▸ **Task directions**
In the records below, substitute "garden" for each occurrence of "irrigation" and reproduce the lines with everything else unchanged. Omit the pictures from your answer.

▸ **Position identification records**
━━━
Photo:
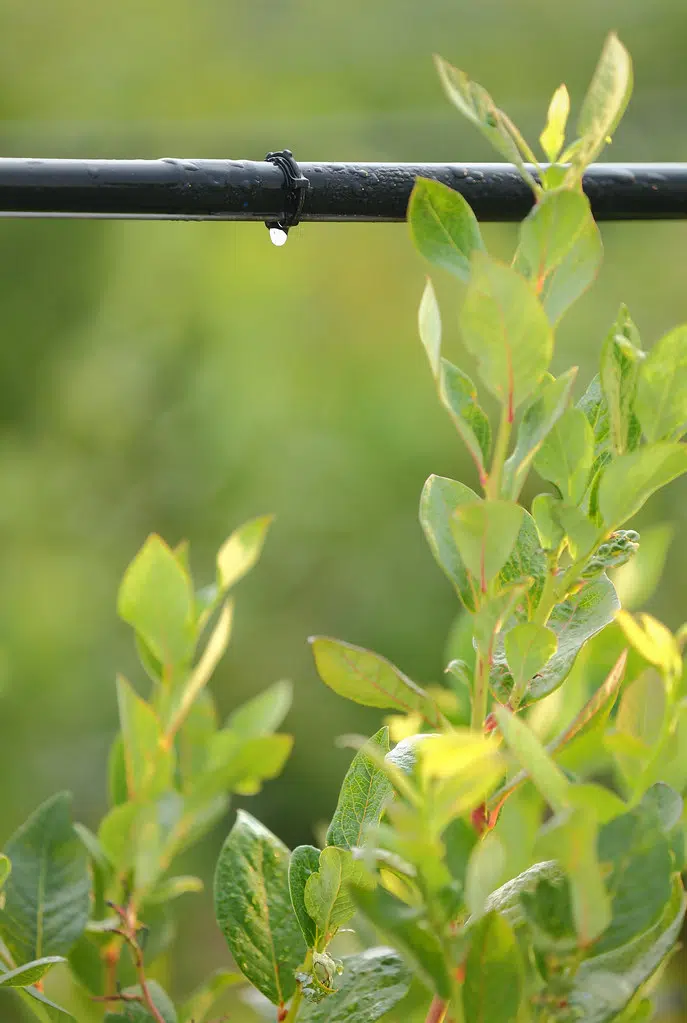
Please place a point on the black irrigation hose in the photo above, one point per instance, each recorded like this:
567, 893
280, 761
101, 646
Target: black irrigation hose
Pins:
241, 189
━━━
▸ **Reply to the task**
Photo:
Please place a point on the black garden hose in the photo above, one point per instance, each recorded like this:
567, 893
280, 761
101, 646
Target: black garden hose
Pins:
241, 189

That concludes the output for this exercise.